-- TASK DIRECTIONS --
Pull out every line in the rows below that contains the string "cookie". Matching is case-sensitive.

Rows from a pointing dataset
_____
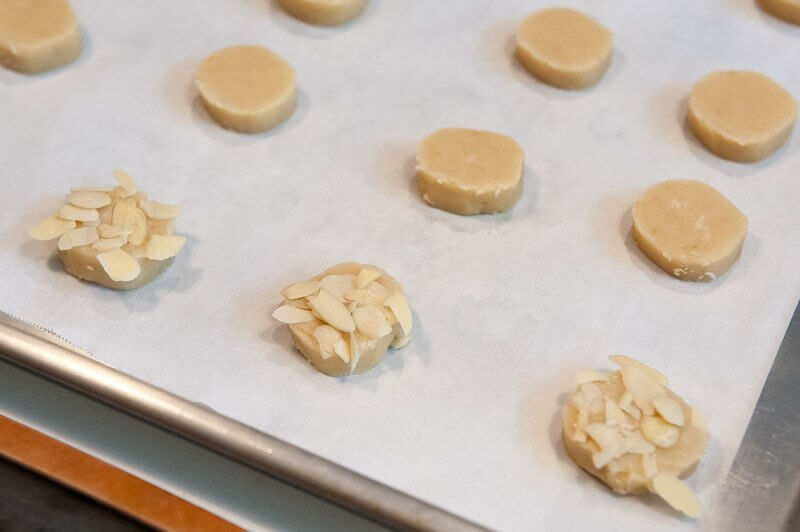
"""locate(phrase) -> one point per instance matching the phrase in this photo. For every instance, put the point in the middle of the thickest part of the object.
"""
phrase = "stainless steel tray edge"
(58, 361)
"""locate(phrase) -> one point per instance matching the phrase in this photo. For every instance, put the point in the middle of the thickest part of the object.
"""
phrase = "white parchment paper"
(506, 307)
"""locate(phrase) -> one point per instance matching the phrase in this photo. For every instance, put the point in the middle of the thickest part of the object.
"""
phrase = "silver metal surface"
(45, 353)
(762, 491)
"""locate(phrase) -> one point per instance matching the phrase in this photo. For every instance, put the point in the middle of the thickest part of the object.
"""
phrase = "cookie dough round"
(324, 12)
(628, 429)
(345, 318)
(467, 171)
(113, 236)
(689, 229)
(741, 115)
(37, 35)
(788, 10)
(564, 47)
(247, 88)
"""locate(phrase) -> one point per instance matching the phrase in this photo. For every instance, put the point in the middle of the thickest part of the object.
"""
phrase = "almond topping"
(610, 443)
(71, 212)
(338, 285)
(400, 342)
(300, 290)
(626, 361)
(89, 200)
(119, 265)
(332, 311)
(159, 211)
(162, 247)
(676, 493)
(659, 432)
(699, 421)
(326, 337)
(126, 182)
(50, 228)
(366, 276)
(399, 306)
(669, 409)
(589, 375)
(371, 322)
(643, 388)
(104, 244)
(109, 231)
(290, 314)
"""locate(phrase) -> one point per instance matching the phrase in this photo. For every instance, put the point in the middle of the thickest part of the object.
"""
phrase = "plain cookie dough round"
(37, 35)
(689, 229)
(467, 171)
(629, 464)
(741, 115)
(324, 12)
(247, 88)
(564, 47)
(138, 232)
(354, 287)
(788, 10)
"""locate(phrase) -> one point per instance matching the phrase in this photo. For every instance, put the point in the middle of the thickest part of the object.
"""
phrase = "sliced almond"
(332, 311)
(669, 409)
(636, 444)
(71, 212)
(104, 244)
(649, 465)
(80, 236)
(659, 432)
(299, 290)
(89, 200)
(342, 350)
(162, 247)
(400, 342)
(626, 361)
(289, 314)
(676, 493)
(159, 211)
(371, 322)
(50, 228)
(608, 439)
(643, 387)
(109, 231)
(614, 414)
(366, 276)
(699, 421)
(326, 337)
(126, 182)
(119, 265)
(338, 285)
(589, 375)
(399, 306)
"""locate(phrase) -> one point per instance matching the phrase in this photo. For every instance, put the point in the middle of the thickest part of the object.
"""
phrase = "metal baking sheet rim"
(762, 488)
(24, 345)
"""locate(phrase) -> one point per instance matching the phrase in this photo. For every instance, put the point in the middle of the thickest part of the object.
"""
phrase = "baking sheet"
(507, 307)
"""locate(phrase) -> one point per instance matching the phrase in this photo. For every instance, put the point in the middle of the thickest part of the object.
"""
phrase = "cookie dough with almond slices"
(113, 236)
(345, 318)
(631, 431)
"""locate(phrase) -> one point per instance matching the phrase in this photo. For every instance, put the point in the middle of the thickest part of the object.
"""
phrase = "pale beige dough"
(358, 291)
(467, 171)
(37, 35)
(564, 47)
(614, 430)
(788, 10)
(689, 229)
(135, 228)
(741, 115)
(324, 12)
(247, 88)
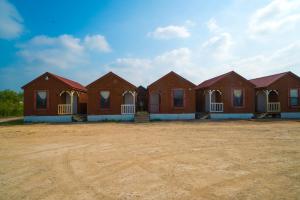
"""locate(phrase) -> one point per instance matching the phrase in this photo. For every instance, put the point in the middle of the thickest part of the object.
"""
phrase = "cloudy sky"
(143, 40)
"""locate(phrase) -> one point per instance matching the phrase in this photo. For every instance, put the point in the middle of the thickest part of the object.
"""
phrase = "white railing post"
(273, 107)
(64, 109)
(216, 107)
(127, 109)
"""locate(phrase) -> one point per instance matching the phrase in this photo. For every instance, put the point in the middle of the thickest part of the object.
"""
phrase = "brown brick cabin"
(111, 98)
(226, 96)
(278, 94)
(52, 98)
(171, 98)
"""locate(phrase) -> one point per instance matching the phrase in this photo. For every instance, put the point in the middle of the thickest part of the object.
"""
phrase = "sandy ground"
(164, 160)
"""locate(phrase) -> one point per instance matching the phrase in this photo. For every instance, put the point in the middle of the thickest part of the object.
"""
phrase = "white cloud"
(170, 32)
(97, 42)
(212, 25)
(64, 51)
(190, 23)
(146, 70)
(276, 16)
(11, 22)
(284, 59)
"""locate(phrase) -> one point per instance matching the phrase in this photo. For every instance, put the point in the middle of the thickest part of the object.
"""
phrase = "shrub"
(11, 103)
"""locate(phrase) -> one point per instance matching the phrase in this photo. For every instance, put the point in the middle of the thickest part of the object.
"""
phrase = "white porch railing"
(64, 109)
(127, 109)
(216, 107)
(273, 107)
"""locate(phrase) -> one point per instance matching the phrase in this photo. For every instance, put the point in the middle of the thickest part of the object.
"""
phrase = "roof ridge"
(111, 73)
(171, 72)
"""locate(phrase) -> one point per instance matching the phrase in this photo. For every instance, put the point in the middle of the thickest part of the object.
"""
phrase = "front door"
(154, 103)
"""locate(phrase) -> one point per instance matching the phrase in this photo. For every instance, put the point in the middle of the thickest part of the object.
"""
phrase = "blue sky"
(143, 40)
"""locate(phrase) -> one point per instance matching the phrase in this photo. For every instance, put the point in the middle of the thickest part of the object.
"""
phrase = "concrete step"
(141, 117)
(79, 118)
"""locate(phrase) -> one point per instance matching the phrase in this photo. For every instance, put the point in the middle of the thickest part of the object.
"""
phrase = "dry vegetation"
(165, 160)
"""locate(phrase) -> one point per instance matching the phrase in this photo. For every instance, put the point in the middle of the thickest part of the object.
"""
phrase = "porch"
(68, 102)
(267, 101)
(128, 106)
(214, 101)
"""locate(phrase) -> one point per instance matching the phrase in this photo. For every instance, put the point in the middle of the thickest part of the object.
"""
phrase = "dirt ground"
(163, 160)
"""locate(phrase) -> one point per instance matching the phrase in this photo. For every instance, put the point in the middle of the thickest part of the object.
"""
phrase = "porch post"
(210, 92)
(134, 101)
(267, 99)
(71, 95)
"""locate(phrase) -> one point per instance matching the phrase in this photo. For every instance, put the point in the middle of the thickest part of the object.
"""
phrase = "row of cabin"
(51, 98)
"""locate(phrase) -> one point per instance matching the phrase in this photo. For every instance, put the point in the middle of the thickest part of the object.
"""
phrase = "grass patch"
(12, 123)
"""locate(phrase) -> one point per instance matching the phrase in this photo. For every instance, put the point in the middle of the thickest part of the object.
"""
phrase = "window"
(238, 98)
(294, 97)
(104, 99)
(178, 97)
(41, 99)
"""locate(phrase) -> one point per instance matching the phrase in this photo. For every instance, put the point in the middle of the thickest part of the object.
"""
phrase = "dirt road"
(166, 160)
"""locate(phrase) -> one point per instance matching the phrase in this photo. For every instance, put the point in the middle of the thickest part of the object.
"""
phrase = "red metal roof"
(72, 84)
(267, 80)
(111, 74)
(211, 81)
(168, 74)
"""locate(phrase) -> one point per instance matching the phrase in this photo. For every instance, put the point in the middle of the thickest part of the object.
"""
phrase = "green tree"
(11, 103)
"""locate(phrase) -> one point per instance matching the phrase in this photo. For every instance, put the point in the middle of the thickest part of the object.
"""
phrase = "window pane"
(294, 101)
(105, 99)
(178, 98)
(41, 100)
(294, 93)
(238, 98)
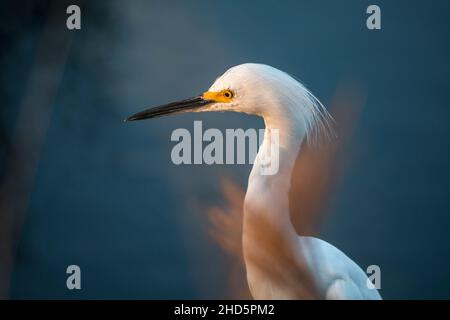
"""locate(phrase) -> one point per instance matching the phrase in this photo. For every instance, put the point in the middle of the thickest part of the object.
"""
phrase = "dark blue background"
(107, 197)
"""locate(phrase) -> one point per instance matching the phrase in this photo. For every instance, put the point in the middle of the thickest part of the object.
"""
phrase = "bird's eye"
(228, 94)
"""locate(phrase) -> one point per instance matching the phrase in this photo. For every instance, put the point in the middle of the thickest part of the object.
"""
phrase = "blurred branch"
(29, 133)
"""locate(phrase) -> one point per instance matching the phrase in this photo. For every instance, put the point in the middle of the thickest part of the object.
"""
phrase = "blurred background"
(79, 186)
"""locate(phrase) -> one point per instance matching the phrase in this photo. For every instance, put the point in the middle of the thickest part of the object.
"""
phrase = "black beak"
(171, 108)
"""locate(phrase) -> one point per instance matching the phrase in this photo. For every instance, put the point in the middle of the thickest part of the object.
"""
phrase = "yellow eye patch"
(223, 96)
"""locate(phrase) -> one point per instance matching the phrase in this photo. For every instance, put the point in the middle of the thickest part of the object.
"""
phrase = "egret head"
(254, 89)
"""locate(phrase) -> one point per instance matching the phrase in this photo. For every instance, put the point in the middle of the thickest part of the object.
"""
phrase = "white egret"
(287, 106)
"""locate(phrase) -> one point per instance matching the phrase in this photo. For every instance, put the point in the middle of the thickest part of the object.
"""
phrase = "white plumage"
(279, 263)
_____
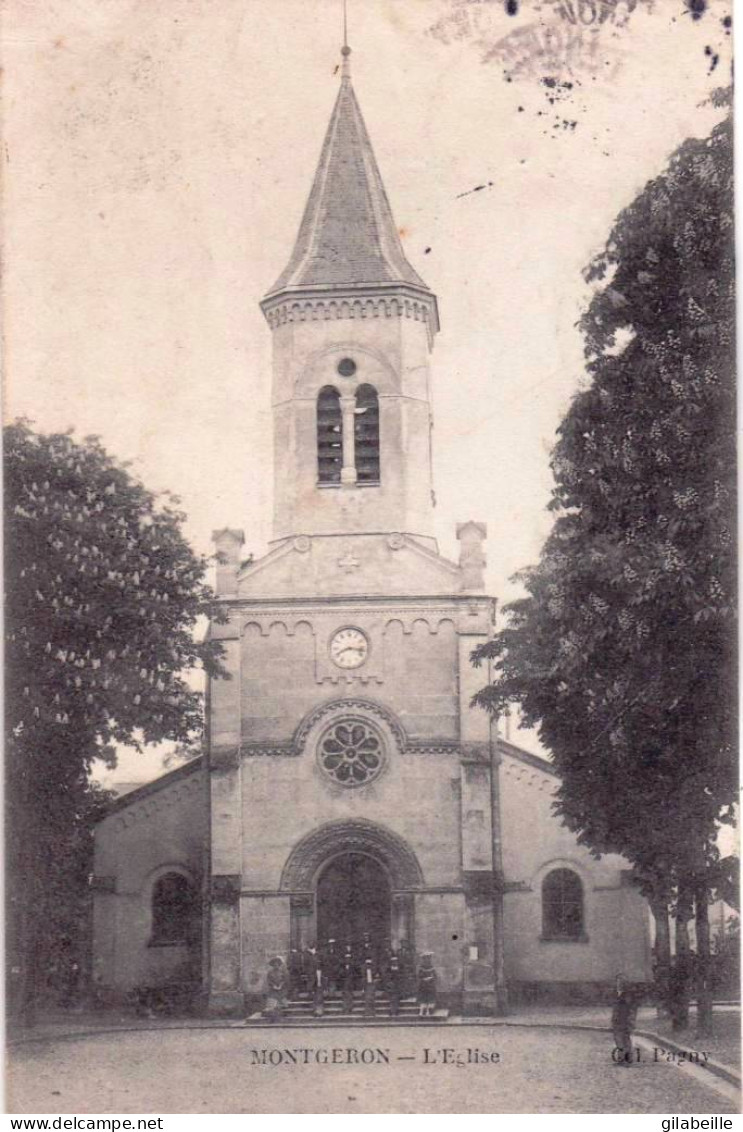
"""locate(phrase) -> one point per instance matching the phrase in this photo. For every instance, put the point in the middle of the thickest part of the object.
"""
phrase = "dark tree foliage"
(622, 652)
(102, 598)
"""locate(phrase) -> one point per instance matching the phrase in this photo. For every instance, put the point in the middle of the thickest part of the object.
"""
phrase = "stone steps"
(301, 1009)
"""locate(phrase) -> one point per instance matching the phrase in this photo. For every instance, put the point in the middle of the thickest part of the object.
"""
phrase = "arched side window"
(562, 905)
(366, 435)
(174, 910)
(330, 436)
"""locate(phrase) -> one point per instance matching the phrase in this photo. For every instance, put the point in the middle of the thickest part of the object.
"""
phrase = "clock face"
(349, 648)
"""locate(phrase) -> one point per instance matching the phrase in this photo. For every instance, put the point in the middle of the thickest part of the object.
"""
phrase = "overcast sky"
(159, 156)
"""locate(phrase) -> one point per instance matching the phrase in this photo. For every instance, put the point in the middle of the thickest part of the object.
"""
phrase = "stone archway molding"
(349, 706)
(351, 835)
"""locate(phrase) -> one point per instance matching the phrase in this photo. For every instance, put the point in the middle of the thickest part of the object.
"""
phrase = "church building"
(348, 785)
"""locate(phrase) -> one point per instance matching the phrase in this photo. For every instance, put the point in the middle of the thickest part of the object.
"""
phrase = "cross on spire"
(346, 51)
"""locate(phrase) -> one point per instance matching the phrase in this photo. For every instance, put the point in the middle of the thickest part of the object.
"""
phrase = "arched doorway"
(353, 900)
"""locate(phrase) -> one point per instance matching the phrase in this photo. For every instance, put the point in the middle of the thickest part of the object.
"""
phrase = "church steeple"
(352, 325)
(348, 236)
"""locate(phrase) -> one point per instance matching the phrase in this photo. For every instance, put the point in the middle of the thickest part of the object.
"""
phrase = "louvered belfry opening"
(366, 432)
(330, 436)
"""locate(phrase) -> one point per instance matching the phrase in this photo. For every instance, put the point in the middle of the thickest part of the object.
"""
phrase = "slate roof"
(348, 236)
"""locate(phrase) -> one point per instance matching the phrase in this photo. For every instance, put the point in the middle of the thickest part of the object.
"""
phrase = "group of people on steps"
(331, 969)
_____
-- WRITTEN ANSWER --
phrase = "cookie dough round"
phrase = "plain cookie dough round"
phrase = "cookie dough with almond slices"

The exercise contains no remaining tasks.